**THE EXERCISE**
Carry on the guide to running MCP servers under Docker with mcptest, starting right after its last line.

A warm cache makes the metered run fast and deterministic, which is what a CI gate should measure. A cold cache hidden behind a generous timeout just makes the run slow and the timing meaningless.

Pattern 2: Docker subprocess (stdio)

Many vendors ship their MCP server as a Docker image. mcptest runs them the same way it runs any other subprocess: docker run -i with stdin attached, talking MCP over stdio.

The minimal shape

servers:
  vendor:
    command:
      - docker
      - run
      - -i
      - --rm
      - "ghcr.io/example/mcp-vendor:1.4.2"

Five details matter.

-i keeps stdin open. Without it docker run closes the input stream and the server exits before mcptest can send initialize.

--rm deletes the container when the process exits. Without it, each test run leaves a dead container behind and docker system df grows.

No -t. Adding -t allocates a TTY, which interleaves stdout and stderr and corrupts the framed MCP stream. The MCP messages get mixed with ANSI escape codes and the parser fails.

Pin the tag. :1.4.2 is reproducible. :latest is not. CI that pulls :latest will pass on Tuesday and fail on Wednesday because the upstream image changed under you. Track upstream releases in a separate Renovate or Dependabot config and update the tag deliberately.

Pull policy. docker run pulls on first use, then caches. In CI with ephemeral runners, that pull happens every job. Either accept the per-job pull latency or add a docker pull step in the warmup that mcptest does not measure.

Env vars and secrets

Pass environment through with -e KEY (read from the runner's env) or -e KEY=value (literal). Read MCP-side secrets the same way you do for other servers: via mcptest's env interpolation, then forward to the container.

servers:
  vendor:
    command:
      - docker
      - run
      - -i
      - --rm
      - -e
      - VENDOR_API_KEY
      - -e
      - VENDOR_REGION=us-east-1
      - "ghcr.io/example/mcp-vendor:1.4.2"

VENDOR_API_KEY without a value tells Docker to read the variable from the parent environment, which is where mcptest's .env loader will have placed it. Never bake secrets into the command line literal: they end up in ps, in CI logs, and in docker inspect.

Volume mounts

For servers that read or write files, mount a host path read-only or read-write as appropriate.

servers:
  vendor:
    command:
      - docker
      - run
      - -i
      - --rm
      - -v
      - "${PWD}/fixtures:/work/fixtures:ro"
      - -v
      - "/tmp/mcptest-output:/work/out:rw"
      - "ghcr.io/example/mcp-vendor:1.4.2"

**DATA EXTRACT**
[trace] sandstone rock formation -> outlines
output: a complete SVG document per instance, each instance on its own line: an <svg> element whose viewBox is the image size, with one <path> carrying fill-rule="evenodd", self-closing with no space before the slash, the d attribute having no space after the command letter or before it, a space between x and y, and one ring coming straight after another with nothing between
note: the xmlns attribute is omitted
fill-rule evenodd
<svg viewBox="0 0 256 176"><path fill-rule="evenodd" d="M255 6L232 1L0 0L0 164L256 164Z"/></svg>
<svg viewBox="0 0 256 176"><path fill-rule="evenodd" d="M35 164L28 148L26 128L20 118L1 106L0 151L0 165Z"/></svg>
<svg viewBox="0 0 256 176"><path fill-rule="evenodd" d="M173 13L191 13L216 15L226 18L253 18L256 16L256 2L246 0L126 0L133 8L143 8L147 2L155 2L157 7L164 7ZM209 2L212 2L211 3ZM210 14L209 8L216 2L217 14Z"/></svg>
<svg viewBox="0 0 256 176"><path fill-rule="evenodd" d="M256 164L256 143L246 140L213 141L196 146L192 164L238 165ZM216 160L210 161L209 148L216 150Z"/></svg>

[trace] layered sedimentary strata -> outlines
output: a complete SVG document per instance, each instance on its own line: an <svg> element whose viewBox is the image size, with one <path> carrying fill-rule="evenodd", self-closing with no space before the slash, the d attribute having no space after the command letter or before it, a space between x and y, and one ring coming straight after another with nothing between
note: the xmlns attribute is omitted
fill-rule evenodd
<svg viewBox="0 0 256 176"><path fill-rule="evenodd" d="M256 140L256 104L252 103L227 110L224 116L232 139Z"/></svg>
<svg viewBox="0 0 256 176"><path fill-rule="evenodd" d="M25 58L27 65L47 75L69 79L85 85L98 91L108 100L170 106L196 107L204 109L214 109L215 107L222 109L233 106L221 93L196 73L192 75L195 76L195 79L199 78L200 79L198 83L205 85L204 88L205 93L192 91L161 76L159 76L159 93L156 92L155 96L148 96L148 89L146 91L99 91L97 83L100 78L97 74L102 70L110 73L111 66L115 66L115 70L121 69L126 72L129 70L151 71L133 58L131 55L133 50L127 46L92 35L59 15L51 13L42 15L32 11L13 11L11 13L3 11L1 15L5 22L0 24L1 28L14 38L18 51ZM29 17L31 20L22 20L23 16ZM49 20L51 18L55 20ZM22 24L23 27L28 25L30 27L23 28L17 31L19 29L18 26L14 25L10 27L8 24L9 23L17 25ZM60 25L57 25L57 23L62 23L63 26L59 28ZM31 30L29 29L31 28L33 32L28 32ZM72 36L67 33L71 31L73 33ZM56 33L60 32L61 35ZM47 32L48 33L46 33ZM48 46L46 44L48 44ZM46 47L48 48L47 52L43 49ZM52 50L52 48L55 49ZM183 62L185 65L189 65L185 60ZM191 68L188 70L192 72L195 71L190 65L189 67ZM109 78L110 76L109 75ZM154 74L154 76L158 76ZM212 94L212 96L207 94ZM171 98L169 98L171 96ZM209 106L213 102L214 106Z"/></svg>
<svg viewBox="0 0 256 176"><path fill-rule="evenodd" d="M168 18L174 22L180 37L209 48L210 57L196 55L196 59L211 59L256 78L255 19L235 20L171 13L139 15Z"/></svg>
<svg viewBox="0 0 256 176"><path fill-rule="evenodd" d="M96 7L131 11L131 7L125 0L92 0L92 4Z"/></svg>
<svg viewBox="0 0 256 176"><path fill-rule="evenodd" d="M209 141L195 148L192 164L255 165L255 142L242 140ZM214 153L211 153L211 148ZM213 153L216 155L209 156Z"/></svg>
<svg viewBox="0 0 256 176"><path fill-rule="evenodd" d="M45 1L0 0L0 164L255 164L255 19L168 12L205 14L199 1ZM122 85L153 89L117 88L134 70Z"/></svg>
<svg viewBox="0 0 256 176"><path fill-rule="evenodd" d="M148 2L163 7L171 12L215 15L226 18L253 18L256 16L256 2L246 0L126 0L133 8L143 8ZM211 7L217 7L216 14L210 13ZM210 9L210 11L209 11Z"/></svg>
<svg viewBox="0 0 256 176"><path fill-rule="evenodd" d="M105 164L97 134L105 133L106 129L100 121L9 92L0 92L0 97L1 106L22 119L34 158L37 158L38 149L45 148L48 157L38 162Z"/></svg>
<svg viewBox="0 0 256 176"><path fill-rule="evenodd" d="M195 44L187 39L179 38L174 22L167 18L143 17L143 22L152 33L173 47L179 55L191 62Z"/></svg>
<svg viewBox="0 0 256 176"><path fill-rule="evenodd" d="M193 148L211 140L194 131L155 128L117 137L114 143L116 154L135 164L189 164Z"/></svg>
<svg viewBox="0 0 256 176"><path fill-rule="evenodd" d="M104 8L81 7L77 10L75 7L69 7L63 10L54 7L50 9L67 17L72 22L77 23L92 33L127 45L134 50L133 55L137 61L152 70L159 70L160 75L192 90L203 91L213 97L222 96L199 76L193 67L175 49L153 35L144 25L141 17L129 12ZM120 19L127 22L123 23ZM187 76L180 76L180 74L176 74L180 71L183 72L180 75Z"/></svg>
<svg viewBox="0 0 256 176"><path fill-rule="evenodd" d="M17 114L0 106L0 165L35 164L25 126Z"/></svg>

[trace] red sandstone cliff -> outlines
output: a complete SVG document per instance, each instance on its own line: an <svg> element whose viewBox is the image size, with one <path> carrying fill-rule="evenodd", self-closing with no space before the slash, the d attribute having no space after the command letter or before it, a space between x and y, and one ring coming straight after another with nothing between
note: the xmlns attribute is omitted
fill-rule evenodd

**FINAL RESULT**
Two gotchas:

Network restrictions

If the server should not have network access, pass --network none. If it needs only loopback (to talk to a sidecar on the host), use --network host on Linux or --add-host host.docker.internal:host-gateway on Docker Desktop. The portable shape is to put both services in docker-compose (Pattern 3).

Pattern 3: docker-compose service (HTTP)

When the server has runtime dependencies (a database, a queue, an auth sidecar), the cleanest shape is a docker-compose.yml that brings the whole graph up, exposes the MCP server on a host port, and lets mcptest talk to it over HTTP or SSE.

The compose file

# docker-compose.test.yml
services:
  mcp:
    image: ghcr.io/example/mcp-vendor:1.4.2
    environment:
      VENDOR_DB_URL: "postgres://mcp:mcp@db:5432/mcp"
      VENDOR_REGION: "us-east-1"
    ports:
      - "8080:8080"
    depends_on:
      db:
        condition: service_healthy

  db:
    image: postgres:16-alpine
    environment:
      POSTGRES_USER: mcp
      POSTGRES_PASSWORD: mcp
      POSTGRES_DB: mcp
    healthcheck:
      test: ["CMD", "pg_isready", "-U", "mcp"]
      interval: 2s
      timeout: 2s
      retries: 30

depends_on with service_healthy keeps the MCP container from booting before Postgres accepts connections. Without it, the MCP server crash-loops on connect failures and the compose stack is racy.

The mcptest YAML

# yaml-language-server: $schema=https://mcptest.sh/schema/v1.json

servers:
  vendor:
    url: "http://127.0.0.1:8080"
    auth:
      bearer_token_env: "VENDOR_API_KEY"
    wait_for_ready: "http://127.0.0.1:8080/healthz"

tools:
  - name: "echoes the input"
    server: vendor
    tool: "echo"
    args:
      message: "hello"
    expect:
      - target: "result.content[0].text"
        matcher:
          exact: "hello"

wait_for_ready polls the health endpoint until it returns 2xx before mcptest sends initialize. Without it, mcptest sends initialize immediately and the first request races the boot. This is the single most common cause of flaky compose suites.

The flow

The full local cycle is three commands:

docker compose -f docker-compose.test.yml up -d --wait
mcptest run -c mcptest.yml
docker compose -f docker-compose.test.yml down -v

--wait blocks until every service's healthcheck reports healthy. -v on down removes the named volumes so the next run starts clean.

GitHub Actions worked example

The same flow as a workflow job. Note the explicit --wait and the always() cleanup so a failing test still tears the stack down.

name: mcptest

on:
  push:
    branches: [main]
  pull_request:

jobs:
  test:
    runs-on: ubuntu-latest
    steps:
      - uses: actions/checkout@v4

      - name: Install mcptest
        run: |
          curl -fsSL https://download.mcptest.sh/install.sh | sh
          echo "$HOME/.local/bin" >> "$GITHUB_PATH"

      - name: Start services
        run: docker compose -f docker-compose.test.yml up -d --wait

      - name: Run mcptest
        env:
          VENDOR_API_KEY: ${{ secrets.VENDOR_API_KEY }}
        run: mcptest run -c mcptest.yml --reporter junit --output mcptest.xml

      - name: Upload report
        if: always()
        uses: actions/upload-artifact@v4
        with:
          name: mcptest-report
          path: mcptest.xml

      - name: Stop services
        if: always()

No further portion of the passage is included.